|
|
This is a new type of GAN training that I've developed to solve some key problems in the previous DeOldify model. It provides the benefits of GAN training while spending minimal time doing direct GAN training. Instead, most of the training time is spent pretraining the generator and critic separately with more straight-forward, fast and reliable conventional methods. A key insight here is that those more "conventional" methods generally get you most of the results you need, and that GANs can be used to close the gap on realism. During the very short amount of actual GAN training the generator not only gets the full realistic colorization capabilities that used to take days of progressively resized GAN training, but it also doesn't accrue nearly as much of the artifacts and other ugly baggage of GANs. In fact, you can pretty much eliminate glitches and artifacts almost entirely depending on your approach. As far as I know this is a new technique. And it's incredibly effective.

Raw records
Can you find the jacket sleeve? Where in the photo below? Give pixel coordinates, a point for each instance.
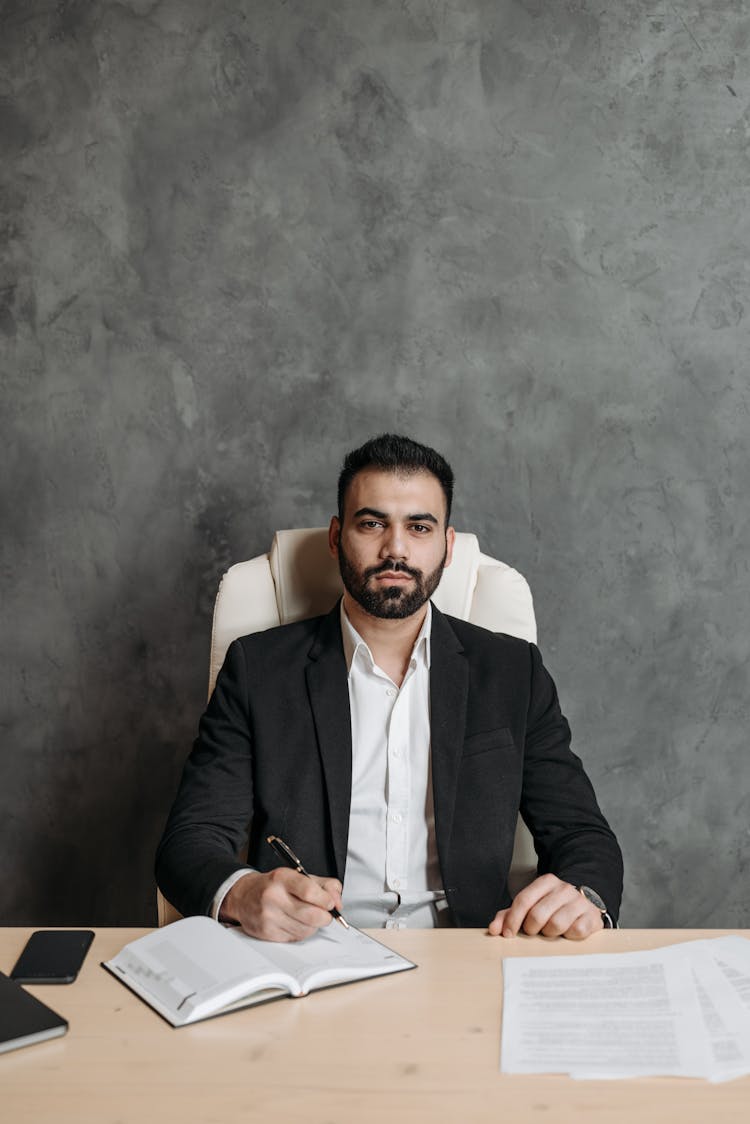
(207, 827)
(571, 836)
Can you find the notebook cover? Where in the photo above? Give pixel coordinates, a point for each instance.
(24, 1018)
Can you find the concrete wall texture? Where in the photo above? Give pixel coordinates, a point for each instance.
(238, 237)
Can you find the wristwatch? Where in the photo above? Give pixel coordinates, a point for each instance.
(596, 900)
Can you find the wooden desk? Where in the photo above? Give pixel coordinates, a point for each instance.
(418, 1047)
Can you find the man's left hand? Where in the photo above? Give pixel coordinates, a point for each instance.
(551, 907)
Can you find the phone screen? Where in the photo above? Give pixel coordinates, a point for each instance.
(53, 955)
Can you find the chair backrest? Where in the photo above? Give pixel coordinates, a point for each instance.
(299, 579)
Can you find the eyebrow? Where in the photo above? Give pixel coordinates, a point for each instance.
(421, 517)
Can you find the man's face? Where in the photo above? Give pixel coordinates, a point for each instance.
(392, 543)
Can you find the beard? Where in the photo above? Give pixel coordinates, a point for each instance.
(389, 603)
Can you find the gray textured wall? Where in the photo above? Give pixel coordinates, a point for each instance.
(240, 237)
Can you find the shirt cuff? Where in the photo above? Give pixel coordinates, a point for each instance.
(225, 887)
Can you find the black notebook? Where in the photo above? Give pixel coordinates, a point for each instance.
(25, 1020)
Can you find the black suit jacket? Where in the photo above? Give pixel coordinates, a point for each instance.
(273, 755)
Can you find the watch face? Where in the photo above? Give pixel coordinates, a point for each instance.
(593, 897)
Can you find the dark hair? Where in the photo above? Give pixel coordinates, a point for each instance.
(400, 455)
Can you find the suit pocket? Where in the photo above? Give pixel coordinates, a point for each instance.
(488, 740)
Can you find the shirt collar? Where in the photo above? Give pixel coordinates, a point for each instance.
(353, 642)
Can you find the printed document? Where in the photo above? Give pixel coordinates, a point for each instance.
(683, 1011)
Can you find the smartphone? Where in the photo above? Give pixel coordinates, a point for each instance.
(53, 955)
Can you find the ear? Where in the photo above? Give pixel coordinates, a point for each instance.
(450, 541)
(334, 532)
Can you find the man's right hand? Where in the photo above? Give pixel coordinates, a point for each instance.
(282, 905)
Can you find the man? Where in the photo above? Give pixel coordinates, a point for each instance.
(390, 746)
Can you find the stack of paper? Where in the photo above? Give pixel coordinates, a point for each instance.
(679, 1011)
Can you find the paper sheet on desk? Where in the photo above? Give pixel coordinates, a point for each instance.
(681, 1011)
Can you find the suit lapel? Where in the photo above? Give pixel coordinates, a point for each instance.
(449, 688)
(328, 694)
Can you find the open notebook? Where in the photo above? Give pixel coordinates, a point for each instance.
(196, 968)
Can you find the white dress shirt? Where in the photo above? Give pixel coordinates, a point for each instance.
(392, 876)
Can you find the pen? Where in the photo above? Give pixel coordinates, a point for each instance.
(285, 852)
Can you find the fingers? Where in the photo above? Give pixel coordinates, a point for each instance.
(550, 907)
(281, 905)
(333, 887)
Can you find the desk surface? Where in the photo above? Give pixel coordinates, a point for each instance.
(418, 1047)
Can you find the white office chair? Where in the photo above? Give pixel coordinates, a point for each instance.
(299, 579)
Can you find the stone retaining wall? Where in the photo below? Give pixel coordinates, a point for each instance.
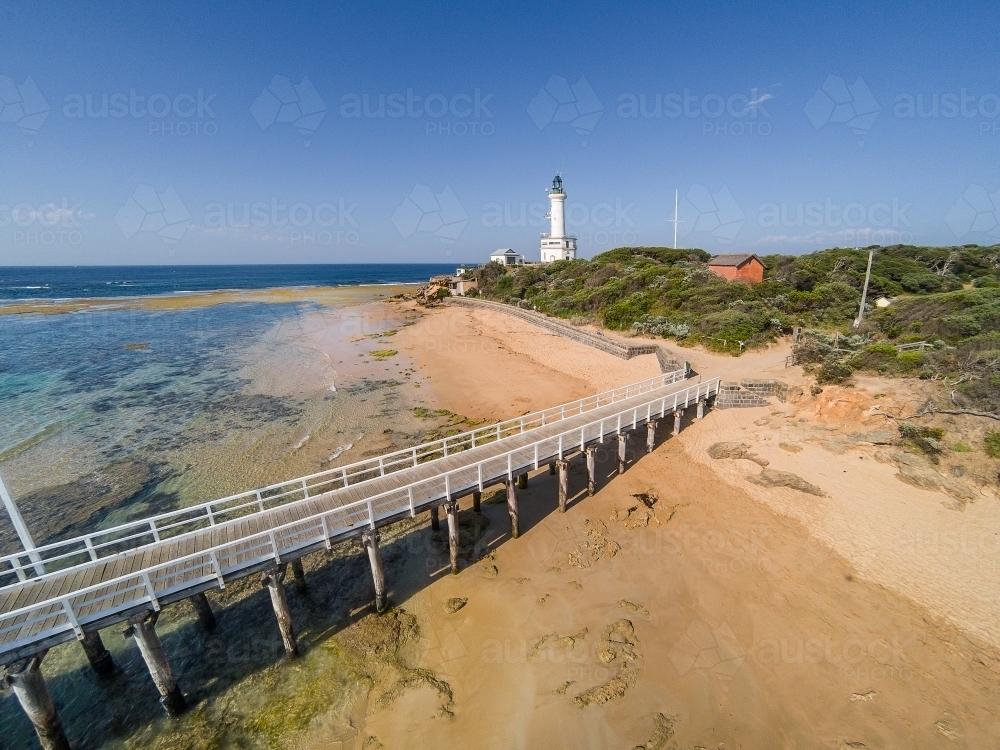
...
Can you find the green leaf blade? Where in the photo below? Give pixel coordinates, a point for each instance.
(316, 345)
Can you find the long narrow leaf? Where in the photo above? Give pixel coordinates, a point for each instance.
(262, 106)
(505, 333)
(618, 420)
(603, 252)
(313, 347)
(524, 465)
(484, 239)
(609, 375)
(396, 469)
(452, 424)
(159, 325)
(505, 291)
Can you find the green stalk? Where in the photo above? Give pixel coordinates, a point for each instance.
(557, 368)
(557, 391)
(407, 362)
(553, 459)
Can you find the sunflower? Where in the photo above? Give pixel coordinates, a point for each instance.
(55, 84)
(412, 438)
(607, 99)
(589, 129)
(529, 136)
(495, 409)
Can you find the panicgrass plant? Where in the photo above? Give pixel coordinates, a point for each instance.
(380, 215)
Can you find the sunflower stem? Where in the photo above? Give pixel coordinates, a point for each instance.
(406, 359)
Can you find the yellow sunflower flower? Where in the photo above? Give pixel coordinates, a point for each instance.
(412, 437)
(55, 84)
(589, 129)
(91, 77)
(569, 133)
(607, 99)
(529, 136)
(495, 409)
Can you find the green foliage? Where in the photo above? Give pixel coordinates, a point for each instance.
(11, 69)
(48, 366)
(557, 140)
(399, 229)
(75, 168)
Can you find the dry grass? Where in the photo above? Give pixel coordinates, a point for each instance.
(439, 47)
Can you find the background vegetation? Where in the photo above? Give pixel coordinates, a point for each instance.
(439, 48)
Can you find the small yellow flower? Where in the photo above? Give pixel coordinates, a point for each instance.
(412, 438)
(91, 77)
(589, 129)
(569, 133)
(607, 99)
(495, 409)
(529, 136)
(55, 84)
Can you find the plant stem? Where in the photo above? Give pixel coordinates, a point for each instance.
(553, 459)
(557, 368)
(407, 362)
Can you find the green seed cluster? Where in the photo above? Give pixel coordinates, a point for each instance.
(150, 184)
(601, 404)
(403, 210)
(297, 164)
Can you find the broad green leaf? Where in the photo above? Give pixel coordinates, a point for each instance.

THINGS TO DO>
(a) In the passage on the new GAN training method, how is most of the training time spent?
(b) Resume the passage on the new GAN training method, starting right after its last sentence.

ANSWER SET>
(a) Most of the training time is spent pretraining the generator and critic separately with conventional methods that are more straightforward, fast and reliable.

(b)
|
|
|
The steps are as follows: First train the generator in a conventional way by itself with just the feature loss. Next, generate images from that, and train the critic on distinguishing between those outputs and real images as a basic binary classifier. Finally, train the generator and critic together in a GAN setting (starting right at the target size of 192px in this case). Now for the weird part: All the useful GAN training here only takes place within a very small window of time. There's an inflection point where it appears the critic has transferred everything it can that is useful to the generator. Past this point, image quality oscillates between the best that you can get at the inflection point, or bad in a predictable way (orangish skin, overly red lips, etc). There appears to be no productive training after the inflection point. And this point lies within training on just 1% to 3% of the Imagenet Data! That amounts to about 30-60 minutes of training at 192px.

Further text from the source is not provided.